• _Document passage_
-*-*-

Stranger In A Strange Kitchen
Every morning the Inuit would bring the rock-frozen fish inside to thaw, a woman pinching the flesh every so often until it softened, leaving the imprint of her finger.
Heads and tails were cut off and saved for the children. The Inuit women then cut the skin along the fishes’ bellies and backs and peeled it back with their teeth. Breakfast was served.
The Inuit then gnawed on the fish “as an American does corn on the cob,” explorer and ethnologist Vilhjalmur Stefansson recounted in Harper’s Monthly Magazine in 1935. Soon he would too.
In 1906 Stefansson quit his instructing job at Harvard University to join an Arctic expedition, but he missed the boat. Literally. The whaling ship, on which he was to meet up with his fellow adventurers near Herschel Island, never came. Stranded in the Western Arctic with nothing else to do, he decided then and there to live “as an Eskimo” and learn everything he could from them.
Over the next 12 years, Stefansson travelled across the Arctic, living with various Inuit groups. He discovered mysterious “blond Eskimos” in the Coronation Gulf, and put some of the world’s last major landmasses on the map. But his most profound discoveries were gastrointestinal rather than terrestrial.
“It is the most healthful sort of life and food, and a most attractive sort of occupation to me, mentally and physically, and I am in better condition than when I am here [in society].”

-*-*-

• _Required work_
1 - Answer these questions about the Stefansson passage:
(a) In what year did Stefansson quit his instructing job at Harvard University?
(b) Where did he discover the "blond Eskimos"?
(c) In which magazine did he describe the Inuit fish breakfast?
2 - Could you extend the Stefansson passage, picking up after its last sentence?
The dataset records that come next are separate material with no connection to the Stefansson passage.

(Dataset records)
-*-*-

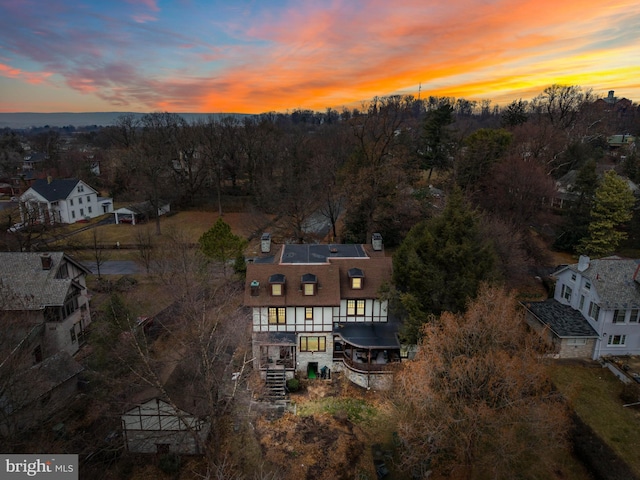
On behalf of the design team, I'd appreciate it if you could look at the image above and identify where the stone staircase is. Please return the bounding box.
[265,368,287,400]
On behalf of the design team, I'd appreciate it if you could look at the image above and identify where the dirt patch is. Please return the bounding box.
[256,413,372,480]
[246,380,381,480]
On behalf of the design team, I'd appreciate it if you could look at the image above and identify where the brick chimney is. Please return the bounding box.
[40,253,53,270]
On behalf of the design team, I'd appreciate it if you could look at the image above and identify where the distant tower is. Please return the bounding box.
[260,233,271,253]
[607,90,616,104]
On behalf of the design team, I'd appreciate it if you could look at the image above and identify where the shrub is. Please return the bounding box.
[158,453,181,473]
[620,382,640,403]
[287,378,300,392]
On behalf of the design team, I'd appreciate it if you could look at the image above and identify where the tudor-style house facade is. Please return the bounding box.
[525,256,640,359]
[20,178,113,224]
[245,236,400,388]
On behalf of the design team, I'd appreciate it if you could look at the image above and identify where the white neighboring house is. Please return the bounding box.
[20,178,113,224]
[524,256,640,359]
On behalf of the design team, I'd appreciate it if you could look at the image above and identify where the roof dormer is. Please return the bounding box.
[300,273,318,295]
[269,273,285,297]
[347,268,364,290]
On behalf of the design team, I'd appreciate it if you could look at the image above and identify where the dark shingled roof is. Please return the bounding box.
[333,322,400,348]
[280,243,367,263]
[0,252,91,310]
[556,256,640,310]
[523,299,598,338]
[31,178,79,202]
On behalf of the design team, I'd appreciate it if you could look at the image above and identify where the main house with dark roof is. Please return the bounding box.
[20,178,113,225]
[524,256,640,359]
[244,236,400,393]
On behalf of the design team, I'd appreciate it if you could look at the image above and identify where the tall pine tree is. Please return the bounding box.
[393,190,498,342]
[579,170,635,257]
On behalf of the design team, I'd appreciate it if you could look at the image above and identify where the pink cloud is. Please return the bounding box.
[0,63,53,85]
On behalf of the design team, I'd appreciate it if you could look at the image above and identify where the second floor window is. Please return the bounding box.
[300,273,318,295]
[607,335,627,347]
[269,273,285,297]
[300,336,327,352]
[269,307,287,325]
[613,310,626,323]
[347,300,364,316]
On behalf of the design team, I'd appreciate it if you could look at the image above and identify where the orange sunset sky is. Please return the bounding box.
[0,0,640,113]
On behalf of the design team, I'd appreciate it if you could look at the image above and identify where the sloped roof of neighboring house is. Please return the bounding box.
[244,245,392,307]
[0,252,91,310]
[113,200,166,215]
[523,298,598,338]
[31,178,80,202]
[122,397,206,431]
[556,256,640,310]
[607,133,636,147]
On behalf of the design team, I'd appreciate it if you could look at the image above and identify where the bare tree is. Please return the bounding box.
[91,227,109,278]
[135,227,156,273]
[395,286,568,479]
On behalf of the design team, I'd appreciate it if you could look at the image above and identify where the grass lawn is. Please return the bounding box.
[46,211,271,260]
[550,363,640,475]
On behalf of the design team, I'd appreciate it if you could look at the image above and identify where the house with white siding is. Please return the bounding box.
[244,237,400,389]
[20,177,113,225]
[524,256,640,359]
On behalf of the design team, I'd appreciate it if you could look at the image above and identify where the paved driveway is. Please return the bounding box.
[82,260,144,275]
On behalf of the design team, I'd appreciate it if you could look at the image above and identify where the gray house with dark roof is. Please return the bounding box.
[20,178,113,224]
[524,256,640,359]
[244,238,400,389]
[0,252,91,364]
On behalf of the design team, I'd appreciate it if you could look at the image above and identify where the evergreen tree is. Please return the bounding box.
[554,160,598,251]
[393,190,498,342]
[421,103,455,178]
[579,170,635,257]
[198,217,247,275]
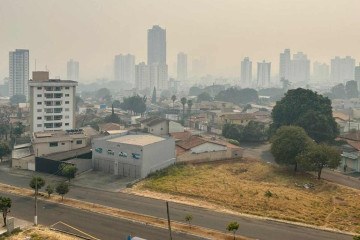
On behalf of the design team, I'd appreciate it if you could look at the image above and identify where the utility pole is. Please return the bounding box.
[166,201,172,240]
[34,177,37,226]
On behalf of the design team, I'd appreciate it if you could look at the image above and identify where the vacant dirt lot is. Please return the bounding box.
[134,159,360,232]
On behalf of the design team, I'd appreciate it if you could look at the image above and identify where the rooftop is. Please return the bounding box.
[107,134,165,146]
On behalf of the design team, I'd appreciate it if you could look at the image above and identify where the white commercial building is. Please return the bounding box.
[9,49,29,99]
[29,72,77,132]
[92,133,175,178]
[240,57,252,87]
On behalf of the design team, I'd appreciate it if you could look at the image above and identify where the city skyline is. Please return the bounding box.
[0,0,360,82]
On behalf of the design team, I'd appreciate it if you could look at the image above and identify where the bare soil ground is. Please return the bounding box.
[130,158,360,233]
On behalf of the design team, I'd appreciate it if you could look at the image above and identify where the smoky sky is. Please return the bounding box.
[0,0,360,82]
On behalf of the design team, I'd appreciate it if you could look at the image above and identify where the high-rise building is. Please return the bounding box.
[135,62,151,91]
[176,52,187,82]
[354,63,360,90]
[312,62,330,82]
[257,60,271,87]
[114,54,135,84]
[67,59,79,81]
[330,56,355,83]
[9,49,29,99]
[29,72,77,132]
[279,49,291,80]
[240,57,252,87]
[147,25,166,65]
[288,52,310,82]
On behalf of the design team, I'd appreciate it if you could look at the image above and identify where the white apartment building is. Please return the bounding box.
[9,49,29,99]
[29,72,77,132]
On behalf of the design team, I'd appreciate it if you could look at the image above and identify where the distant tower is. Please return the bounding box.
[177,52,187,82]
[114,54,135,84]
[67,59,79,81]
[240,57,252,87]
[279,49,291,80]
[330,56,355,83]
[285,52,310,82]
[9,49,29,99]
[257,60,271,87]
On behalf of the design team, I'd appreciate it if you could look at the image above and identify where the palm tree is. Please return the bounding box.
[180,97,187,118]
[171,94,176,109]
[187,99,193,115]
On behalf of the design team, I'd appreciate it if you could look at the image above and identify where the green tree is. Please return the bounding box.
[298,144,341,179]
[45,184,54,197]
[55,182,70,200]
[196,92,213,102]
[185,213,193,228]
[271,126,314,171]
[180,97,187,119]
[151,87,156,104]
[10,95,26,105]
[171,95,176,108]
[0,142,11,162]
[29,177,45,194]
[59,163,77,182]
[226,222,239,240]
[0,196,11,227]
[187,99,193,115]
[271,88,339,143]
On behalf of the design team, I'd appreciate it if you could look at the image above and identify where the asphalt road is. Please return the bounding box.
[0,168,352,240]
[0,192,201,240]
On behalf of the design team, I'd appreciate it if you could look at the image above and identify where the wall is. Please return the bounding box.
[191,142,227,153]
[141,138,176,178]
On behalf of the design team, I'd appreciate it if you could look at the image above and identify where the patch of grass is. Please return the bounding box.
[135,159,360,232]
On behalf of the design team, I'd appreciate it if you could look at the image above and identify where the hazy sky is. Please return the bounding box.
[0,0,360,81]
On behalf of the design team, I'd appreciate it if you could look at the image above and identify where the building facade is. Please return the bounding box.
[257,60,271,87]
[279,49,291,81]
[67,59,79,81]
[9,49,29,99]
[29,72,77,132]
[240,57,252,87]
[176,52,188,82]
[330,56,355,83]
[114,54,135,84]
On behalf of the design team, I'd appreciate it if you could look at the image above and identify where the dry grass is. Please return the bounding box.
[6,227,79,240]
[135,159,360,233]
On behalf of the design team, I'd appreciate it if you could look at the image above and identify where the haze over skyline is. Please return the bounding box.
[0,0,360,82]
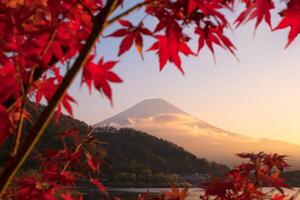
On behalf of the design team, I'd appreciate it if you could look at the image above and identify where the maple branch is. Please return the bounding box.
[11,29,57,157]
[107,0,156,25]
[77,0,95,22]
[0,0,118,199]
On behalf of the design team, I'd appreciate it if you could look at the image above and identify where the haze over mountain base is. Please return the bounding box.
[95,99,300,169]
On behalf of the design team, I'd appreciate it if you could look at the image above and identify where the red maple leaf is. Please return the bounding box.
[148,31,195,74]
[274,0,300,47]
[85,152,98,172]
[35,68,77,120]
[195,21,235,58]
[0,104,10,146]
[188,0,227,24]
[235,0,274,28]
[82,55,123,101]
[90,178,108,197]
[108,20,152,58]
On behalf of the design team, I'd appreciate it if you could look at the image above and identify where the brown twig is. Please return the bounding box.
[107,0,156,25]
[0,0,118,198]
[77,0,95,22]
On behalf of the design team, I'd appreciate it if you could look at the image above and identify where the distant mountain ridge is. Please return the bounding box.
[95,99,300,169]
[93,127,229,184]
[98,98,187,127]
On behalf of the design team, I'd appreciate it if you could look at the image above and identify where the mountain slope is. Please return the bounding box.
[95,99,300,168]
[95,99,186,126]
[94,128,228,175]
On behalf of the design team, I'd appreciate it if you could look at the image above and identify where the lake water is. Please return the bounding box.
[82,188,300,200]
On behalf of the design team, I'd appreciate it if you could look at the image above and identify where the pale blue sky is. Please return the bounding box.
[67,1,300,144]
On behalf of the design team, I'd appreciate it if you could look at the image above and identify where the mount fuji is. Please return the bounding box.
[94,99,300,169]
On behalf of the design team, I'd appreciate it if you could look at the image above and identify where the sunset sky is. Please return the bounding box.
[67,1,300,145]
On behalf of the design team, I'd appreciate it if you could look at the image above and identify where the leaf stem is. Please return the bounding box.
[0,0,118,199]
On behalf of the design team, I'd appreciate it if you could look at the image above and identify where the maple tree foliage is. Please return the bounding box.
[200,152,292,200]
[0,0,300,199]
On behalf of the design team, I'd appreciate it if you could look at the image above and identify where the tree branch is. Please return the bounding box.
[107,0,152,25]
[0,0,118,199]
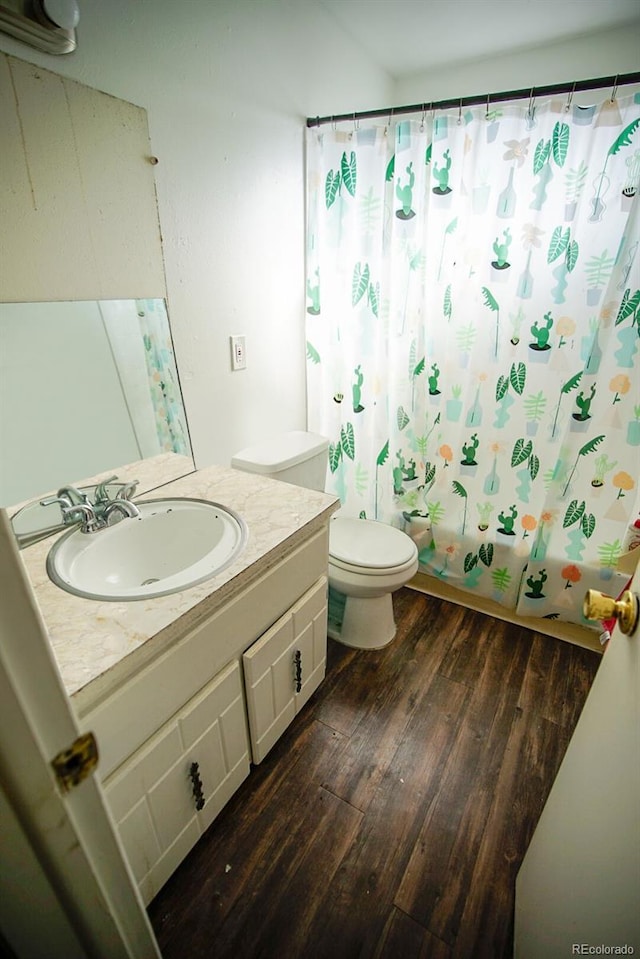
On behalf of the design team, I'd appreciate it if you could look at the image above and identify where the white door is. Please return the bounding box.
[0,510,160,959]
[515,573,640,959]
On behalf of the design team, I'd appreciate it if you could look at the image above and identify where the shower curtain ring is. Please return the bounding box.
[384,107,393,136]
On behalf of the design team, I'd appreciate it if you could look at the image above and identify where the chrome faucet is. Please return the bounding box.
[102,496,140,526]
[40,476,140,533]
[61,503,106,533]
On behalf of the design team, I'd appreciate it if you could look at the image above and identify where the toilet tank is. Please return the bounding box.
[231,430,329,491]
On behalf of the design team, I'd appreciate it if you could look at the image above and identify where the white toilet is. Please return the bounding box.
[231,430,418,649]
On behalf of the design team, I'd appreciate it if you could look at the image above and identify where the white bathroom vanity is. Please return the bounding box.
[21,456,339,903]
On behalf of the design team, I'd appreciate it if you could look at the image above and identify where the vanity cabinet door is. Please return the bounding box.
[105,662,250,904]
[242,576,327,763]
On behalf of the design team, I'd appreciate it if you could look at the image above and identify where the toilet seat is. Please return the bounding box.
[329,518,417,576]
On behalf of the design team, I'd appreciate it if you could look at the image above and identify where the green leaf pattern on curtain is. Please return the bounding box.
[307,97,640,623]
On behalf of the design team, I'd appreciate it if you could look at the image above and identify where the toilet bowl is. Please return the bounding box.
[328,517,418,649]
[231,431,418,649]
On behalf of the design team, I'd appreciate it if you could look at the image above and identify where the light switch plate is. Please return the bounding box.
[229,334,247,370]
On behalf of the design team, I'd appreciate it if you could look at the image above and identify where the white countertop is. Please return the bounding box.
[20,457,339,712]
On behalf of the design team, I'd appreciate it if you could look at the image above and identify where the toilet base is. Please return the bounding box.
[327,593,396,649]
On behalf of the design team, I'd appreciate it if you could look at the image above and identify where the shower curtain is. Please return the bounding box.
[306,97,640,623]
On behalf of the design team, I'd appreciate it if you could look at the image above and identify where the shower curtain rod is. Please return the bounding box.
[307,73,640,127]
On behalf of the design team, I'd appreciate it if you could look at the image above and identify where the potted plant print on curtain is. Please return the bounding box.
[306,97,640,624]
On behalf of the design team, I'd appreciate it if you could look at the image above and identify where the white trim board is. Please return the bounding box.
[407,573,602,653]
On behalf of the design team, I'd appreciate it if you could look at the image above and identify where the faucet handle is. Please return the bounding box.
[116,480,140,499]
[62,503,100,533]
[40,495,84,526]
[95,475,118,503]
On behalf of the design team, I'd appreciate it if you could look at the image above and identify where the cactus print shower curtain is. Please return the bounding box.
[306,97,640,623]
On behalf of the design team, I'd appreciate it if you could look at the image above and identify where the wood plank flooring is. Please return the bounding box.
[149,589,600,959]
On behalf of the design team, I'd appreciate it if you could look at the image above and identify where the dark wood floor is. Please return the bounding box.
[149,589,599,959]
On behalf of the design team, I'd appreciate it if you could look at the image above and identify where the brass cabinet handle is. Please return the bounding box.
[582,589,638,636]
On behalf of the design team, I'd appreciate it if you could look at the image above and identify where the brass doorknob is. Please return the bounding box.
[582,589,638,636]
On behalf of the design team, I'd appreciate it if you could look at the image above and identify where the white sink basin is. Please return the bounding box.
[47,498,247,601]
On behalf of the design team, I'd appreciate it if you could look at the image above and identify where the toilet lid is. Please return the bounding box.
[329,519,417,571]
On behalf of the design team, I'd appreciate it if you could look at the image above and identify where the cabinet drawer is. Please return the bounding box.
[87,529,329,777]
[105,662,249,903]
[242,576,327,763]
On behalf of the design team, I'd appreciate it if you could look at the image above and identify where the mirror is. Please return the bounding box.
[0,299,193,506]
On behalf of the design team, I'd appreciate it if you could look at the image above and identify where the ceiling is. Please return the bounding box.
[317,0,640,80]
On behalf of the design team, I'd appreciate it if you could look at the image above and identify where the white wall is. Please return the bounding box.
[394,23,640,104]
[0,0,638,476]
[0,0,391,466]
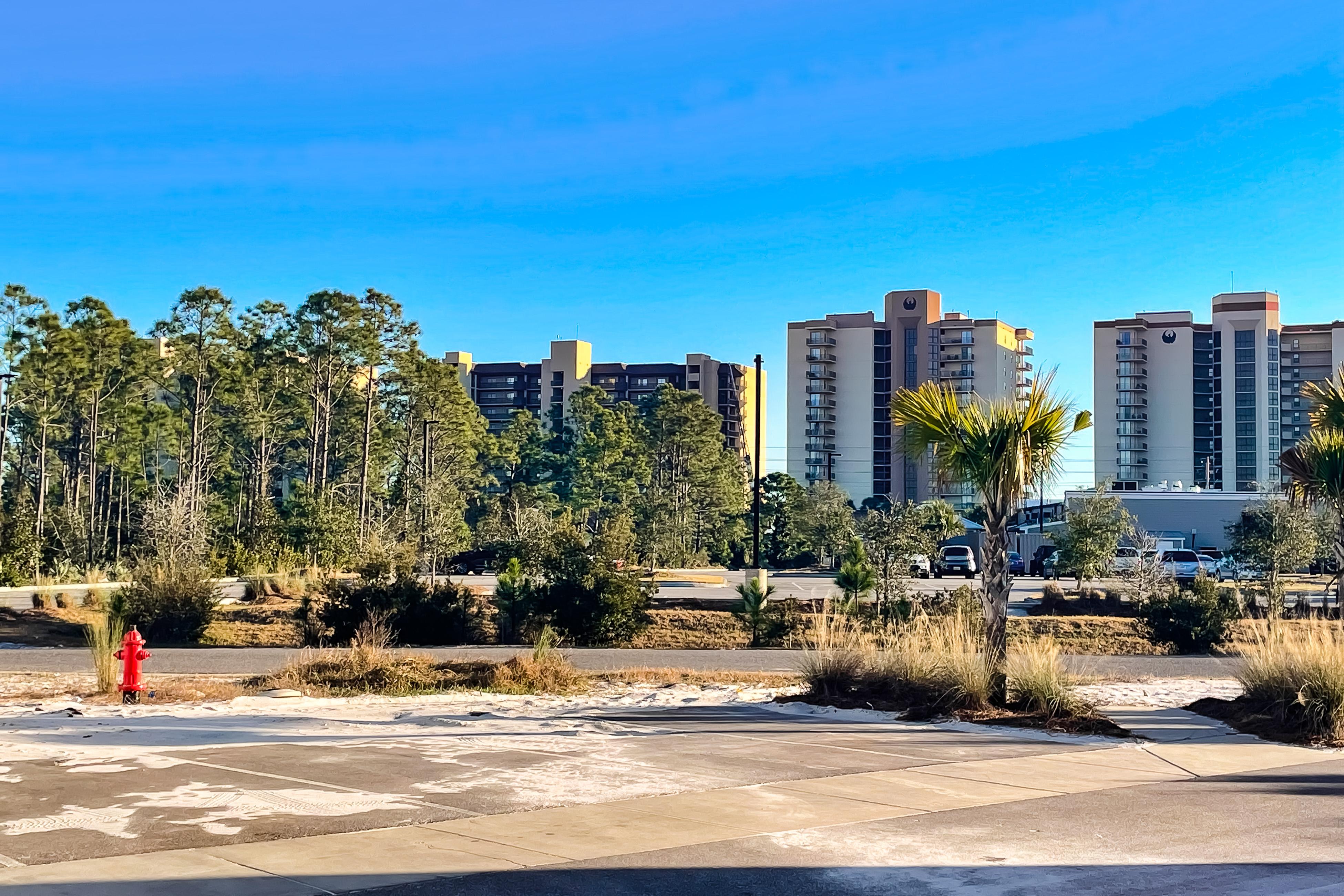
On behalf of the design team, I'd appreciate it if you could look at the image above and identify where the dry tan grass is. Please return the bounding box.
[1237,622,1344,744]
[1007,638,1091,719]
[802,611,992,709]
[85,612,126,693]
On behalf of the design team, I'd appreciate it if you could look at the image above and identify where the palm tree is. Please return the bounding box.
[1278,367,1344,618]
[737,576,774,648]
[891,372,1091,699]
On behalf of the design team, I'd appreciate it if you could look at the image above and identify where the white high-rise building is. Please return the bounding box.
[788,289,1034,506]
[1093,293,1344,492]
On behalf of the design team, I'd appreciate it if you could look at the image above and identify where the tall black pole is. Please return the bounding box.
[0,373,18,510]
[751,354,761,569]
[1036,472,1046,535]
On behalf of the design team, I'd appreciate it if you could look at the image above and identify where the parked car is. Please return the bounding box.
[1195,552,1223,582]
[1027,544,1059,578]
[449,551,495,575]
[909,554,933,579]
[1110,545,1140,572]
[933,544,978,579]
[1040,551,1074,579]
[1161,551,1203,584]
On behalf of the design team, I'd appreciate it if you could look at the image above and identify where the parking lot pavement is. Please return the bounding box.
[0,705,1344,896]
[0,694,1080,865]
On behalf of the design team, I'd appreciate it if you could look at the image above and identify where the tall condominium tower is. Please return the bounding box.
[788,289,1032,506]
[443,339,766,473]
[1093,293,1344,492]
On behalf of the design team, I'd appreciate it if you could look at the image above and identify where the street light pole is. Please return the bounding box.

-*-*-

• _Responses_
1 -
(a) 1906
(b) In the Coronation Gulf
(c) Harper's Monthly Magazine

2 -
Born in Gimli, Manitoba to Icelandic parents in 1879, Stefansson was raised on a European diet of cereal grains, fruits, vegetables and lean meats. Prevailing wisdom was—and is, if you look at the Canada Food Guide—that you needed all these elements to be healthy.And at the time, it was thought that too much meat would cause rheumatism and heart problems.
By 1906 whaling ships had stopped coming to the Western Arctic, and the Mackenzie Delta Inuit with whom Stefansson had shacked up no longer supplemented their diet with traded goods like flour, tea and spices. Like it had been for thousands of years before, their diet was once again meat, fat and water.
It says something about Stefansson’s character that he believed he could survive on that and go against the established regime of his fellow white men. Stefansson also admitted he had a strong dislike of fish from childhood and refused to eat it at first. But early on in his stay with the Inuit, Stefansson found himself growing weak. Each day he would venture inland in the hopes of catching a caribou, only to return exhausted and hungry.
“Gradually and almost without noticing it, I began to eat more and more of the fish, until at the end of ten days or so I was eating square meals,” Stefansson wrote in Hunters of the Great North.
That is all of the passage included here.